● Problem set
a – Copy the part of the football helmet passage between "Schutt's F7 AiR" and "a handheld pump.", inclusive, with no changes.
b – Answer these questions using the football helmet passage:
(i) What material are the buckling columns in Schutt's F7 AiR helmet based on?
(ii) In what month and year did Certor Sports announce its partnership with Guardian Sports?
(iii) What does D3O do upon impact?
c – Continue the football helmet passage, starting after its last sentence.

● Excerpt to read
⟨
Modern football helmets incorporate several features to reduce the risk of concussions. These include improved padding systems, shock-absorbing materials, and enhanced helmet shells. The padding inside the helmet is designed to mitigate the force of impacts and reduce the acceleration experienced by the brain during a collision. Helmets are crucial in minimizing the risk of head injuries, but they cannot completely eliminate the possibility of concussions. Football remains a contact sport with inherent risks. Therefore, it is essential to complement helmet technology with proper tackling techniques, rule changes, and comprehensive concussion protocols to ensure player safety.

Schutt's F7 AiR helmet allows for superior impact absorption compared to prior Schutt helmet models or Riddell helmet models by utilizing TPU-based buckling columns and a "Tektonic mohawk" on the helmet's shell that moves independently from the rest of the helmet. Additionally, the F7 AiR was the first helmet to feature an onboard air pump, allowing the athletes to fine-tune the helmet's fit, comfort, and protection without the need for a handheld pump.

In January 2025, Certor Sports, parent company of Schutt and VICIS, announced a partnership with Guardian Sports, the manufacturer of the Guardian Cap. Schutt and VICIS are the preferred helmet brands of Guardian Cap.

WARNING
Keep your head up. Do not butt, ram, spear or strike an opponent with any part of the helmet or faceguard. This is a violation of football rules and may cause you to suffer severe brain or neck injury, including paralysis or death and possible injury to your opponent. Contact in football may result in Concussion/Brain Injury which no helmet can prevent. Symptoms include loss of consciousness or memory, dizziness, headache, nausea or confusion. If you have symptoms, immediately stop and report them to your coach, trainer and parents. Do not return to a game or contact until all symptoms are gone and you receive medical clearance. Ignoring this warning may lead to another and more serious or fatal brain injury.
— Warning label on the back of Schutt-developed football helmets

== Helmet technologies ==
Schutt employs Thermoplastic Urethane (TPU) cushioning in its helmets. TPU is a resilient material that offers excellent impact absorption and durability, providing enhanced protection against collisions. They also utilize the SUREFIT Air Liner which is a customizable helmet liner system that utilizes inflatable air bladders. It allows players to adjust the fit of the helmet, ensuring a secure and comfortable fit while minimizing movement and potential injury. Additionally, Schutt integrates D3O, a smart material, into key impact zones of their helmets. D3O is a flexible material that instantly hardens upon impact, dissipating and managing the forces exerted during collisions, thereby reducing the risk of injury.
⟩
● Entries provided
⟨
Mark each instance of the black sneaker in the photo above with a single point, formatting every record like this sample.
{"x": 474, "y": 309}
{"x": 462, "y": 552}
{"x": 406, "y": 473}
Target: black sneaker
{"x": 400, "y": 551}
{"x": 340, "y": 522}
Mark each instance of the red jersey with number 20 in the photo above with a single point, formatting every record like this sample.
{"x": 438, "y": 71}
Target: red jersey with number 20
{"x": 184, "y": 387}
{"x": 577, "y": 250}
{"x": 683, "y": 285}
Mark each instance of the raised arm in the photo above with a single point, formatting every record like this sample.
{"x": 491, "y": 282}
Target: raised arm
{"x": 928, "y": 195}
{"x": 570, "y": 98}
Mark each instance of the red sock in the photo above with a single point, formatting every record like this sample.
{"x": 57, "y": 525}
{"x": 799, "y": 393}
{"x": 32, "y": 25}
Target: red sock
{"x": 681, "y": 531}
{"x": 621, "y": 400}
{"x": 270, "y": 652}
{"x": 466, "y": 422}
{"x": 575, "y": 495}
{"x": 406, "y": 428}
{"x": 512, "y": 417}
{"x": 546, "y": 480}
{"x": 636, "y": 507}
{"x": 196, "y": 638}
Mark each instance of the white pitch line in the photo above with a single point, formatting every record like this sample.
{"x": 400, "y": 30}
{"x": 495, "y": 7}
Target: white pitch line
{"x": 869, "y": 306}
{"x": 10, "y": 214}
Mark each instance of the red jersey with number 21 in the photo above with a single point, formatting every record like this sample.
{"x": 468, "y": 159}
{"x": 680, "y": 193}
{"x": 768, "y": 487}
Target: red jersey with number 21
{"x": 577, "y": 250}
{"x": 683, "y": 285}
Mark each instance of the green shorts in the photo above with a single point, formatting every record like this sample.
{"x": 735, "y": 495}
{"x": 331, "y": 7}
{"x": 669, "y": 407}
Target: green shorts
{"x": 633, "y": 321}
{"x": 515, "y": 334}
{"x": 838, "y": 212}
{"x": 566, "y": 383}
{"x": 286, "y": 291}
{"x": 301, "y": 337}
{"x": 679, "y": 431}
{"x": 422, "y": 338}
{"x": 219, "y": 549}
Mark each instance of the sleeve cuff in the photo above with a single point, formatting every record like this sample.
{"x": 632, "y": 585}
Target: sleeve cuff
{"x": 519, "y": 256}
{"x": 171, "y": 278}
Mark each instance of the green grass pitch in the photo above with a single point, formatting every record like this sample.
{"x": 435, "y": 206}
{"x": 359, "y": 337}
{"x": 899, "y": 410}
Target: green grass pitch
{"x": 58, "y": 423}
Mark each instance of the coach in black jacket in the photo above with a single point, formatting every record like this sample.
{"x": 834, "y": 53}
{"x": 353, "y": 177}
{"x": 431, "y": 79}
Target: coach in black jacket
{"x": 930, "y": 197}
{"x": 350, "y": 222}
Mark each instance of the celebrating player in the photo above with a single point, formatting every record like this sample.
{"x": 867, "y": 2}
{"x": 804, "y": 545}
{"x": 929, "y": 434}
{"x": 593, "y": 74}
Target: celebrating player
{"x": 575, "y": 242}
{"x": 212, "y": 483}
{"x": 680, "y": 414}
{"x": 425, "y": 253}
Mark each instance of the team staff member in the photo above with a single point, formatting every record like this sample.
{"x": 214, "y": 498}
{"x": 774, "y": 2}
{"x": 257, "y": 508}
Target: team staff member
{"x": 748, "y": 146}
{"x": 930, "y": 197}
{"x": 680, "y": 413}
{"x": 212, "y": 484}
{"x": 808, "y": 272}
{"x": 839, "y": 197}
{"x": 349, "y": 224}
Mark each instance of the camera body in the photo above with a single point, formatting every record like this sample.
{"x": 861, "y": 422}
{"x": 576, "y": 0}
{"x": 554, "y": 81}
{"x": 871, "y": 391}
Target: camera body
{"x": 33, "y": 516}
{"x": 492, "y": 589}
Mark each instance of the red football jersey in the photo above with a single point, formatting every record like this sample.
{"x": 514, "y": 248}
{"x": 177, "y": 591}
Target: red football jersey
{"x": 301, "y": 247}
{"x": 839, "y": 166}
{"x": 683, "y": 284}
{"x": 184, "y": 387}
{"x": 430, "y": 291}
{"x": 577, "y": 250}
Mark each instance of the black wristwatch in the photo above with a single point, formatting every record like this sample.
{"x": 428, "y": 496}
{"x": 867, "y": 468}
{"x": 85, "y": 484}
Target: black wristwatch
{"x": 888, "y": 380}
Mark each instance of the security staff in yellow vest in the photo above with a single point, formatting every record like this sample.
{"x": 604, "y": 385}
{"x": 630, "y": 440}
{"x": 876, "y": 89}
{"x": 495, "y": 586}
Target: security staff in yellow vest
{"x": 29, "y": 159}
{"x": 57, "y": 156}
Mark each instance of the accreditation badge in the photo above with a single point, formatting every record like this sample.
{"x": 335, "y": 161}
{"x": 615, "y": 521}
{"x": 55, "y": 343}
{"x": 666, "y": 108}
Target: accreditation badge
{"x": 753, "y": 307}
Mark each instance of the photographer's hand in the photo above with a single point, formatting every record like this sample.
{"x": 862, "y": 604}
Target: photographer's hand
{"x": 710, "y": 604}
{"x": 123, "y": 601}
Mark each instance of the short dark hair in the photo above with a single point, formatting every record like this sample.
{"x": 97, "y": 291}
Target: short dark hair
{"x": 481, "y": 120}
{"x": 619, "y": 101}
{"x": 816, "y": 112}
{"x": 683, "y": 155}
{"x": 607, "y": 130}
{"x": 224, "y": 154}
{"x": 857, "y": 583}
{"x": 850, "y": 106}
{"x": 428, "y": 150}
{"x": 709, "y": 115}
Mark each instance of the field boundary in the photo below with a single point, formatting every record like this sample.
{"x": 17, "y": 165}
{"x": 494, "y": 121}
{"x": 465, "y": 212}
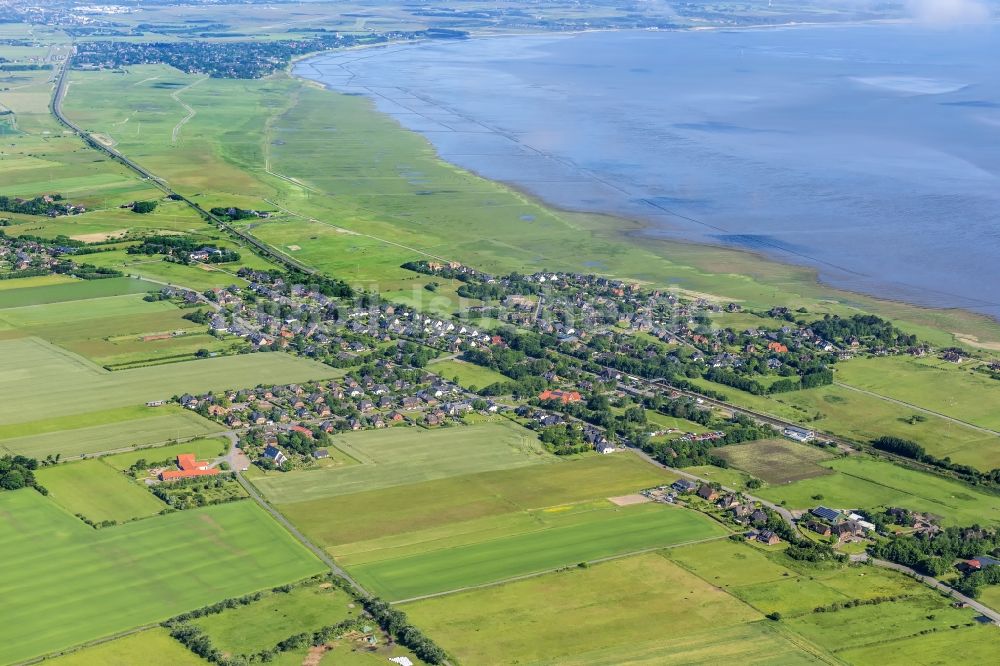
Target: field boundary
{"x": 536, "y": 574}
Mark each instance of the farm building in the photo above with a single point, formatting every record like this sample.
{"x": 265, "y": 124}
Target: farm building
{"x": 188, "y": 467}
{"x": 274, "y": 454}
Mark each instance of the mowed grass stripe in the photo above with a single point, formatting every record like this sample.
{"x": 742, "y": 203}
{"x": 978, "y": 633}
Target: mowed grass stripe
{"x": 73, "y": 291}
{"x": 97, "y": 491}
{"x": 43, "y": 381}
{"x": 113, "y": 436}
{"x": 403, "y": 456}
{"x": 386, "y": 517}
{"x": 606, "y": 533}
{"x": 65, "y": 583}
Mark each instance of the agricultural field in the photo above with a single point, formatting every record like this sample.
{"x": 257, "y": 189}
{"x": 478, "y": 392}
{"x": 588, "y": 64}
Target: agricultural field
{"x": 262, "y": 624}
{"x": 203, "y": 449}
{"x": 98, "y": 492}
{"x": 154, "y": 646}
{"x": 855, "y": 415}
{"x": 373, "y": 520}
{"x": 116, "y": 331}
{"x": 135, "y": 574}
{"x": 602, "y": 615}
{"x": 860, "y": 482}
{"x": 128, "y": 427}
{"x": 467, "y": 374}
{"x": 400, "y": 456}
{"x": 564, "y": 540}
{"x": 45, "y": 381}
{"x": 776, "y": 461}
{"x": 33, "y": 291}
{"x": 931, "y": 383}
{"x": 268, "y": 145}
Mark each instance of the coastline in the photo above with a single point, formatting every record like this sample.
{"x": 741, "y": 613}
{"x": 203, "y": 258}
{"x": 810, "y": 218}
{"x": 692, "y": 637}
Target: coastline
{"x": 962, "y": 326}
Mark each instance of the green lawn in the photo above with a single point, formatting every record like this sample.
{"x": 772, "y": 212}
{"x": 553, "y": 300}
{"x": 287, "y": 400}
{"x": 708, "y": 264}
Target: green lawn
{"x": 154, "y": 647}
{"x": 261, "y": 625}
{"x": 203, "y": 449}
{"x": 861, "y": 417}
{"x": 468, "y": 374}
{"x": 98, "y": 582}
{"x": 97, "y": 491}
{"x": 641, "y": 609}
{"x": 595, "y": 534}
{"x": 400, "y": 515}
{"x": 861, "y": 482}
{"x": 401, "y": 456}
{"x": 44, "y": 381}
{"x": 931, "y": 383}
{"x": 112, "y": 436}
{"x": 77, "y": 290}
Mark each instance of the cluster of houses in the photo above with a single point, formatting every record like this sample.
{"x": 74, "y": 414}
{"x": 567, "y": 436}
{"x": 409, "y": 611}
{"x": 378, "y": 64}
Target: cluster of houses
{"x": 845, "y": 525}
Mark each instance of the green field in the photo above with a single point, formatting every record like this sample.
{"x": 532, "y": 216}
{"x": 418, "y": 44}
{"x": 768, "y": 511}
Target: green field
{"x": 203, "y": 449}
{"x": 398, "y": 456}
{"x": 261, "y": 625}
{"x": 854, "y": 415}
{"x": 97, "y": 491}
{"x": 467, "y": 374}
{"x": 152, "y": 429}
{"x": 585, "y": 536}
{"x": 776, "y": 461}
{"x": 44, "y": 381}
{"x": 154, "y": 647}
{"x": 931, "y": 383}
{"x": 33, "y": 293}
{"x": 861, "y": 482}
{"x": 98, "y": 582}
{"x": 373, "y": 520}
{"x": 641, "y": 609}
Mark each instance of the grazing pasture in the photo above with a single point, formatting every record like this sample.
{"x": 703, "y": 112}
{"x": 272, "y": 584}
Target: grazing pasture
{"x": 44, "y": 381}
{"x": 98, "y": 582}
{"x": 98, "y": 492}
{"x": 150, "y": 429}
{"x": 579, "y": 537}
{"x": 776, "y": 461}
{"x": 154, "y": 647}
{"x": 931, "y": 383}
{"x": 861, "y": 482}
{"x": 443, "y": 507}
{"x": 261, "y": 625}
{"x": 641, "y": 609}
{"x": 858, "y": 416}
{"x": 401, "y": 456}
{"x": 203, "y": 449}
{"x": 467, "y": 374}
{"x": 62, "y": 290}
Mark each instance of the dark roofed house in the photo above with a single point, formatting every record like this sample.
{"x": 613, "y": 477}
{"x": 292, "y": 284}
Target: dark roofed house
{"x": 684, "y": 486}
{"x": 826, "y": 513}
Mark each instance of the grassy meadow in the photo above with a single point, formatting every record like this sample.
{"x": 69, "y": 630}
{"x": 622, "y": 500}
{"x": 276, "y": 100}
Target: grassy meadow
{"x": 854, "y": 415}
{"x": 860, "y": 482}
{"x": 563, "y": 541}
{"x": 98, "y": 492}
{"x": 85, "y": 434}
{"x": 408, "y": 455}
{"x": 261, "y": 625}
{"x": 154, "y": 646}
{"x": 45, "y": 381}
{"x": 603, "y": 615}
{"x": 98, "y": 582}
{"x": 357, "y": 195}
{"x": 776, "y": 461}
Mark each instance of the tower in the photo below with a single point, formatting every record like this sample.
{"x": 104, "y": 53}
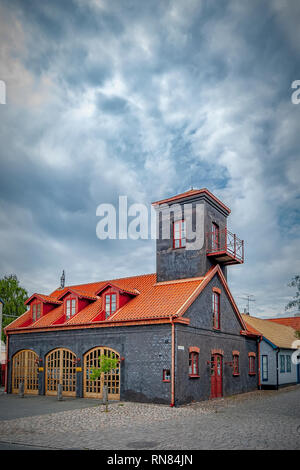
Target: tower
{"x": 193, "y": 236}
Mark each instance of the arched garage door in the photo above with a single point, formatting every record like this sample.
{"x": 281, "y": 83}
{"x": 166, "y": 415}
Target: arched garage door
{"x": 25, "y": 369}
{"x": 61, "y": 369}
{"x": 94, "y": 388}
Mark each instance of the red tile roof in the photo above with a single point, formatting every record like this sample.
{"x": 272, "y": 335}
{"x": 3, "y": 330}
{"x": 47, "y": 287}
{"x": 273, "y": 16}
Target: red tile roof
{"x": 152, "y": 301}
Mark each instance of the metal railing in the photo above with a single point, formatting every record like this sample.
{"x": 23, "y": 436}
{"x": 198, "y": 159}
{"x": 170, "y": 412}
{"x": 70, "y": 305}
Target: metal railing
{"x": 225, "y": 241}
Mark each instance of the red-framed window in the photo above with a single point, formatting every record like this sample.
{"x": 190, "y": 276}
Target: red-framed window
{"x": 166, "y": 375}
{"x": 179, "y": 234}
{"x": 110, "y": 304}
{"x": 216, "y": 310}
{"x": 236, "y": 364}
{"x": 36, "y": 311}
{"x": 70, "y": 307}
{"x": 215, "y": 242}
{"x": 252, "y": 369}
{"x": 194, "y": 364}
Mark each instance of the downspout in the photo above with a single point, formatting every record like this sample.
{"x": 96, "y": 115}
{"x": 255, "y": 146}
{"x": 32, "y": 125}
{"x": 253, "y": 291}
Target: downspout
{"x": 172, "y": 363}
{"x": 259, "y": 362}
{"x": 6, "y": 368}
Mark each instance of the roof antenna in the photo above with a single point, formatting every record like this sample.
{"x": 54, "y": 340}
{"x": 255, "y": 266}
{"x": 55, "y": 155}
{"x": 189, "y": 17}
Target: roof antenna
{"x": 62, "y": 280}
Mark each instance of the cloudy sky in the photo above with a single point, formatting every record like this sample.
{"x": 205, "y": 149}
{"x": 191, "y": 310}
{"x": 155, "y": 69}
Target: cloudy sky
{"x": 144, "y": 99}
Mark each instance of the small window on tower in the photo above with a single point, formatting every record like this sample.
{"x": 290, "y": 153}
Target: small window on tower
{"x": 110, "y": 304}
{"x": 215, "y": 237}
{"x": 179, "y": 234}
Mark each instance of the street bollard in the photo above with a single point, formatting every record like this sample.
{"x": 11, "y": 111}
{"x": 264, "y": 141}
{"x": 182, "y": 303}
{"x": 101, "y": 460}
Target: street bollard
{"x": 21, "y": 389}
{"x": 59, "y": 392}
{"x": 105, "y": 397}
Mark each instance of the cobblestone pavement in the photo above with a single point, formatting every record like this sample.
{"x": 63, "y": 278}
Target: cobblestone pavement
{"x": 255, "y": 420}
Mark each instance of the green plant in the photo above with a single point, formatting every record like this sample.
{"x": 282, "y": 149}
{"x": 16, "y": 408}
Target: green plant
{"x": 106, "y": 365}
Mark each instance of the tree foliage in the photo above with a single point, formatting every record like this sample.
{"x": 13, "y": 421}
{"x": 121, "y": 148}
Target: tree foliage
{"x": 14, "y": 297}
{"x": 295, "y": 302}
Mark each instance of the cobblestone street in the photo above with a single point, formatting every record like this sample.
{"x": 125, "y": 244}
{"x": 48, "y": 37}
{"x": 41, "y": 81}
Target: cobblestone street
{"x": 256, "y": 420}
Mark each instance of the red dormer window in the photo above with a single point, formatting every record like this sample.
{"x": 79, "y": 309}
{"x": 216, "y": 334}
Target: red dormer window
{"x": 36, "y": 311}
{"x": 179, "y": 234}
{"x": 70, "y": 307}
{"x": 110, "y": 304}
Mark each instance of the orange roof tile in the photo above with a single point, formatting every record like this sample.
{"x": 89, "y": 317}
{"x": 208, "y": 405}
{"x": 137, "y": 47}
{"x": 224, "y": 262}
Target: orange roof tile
⟩
● Task-by-task answers
a –
Schutt's F7 AiR helmet allows for superior impact absorption compared to prior Schutt helmet models or Riddell helmet models by utilizing TPU-based buckling columns and a "Tektonic mohawk" on the helmet's shell that moves independently from the rest of the helmet. Additionally, the F7 AiR was the first helmet to feature an onboard air pump, allowing the athletes to fine-tune the helmet's fit, comfort, and protection without the need for a handheld pump.

b –
(i) TPU (Thermoplastic Urethane)
(ii) January 2025
(iii) It instantly hardens, dissipating and managing the forces exerted during collisions.

c –
Another very important piece of technology Schutt uses is the Tectonic Plate 3DX Technology. Schutt's Tectonic Plate 3DX technology involves incorporating a multi-layered system in the helmet shell. This design allows for controlled and efficient energy transfer upon impact, providing improved protection against rotational forces and also reducing the risk of concussions.

== Sponsorships ==
The company's basketball equipment was used by various athletic associations; Schutt's rims were the official rims of the SEC men's and women's basketball tournaments. The company was also sponsor of the Illinois High School Association Schutt Sports Slam Dunk Spectacular dunk contest. The Philadelphia 76ers frequently used Schutt's equipment during their summer camps, and was the preferred equipment of the Missouri Valley Conference. Schutts also developed equipment for the United States men's national softball team/women's softball teams, and developed the Aqua Tech helmet in 2012 for the women's team.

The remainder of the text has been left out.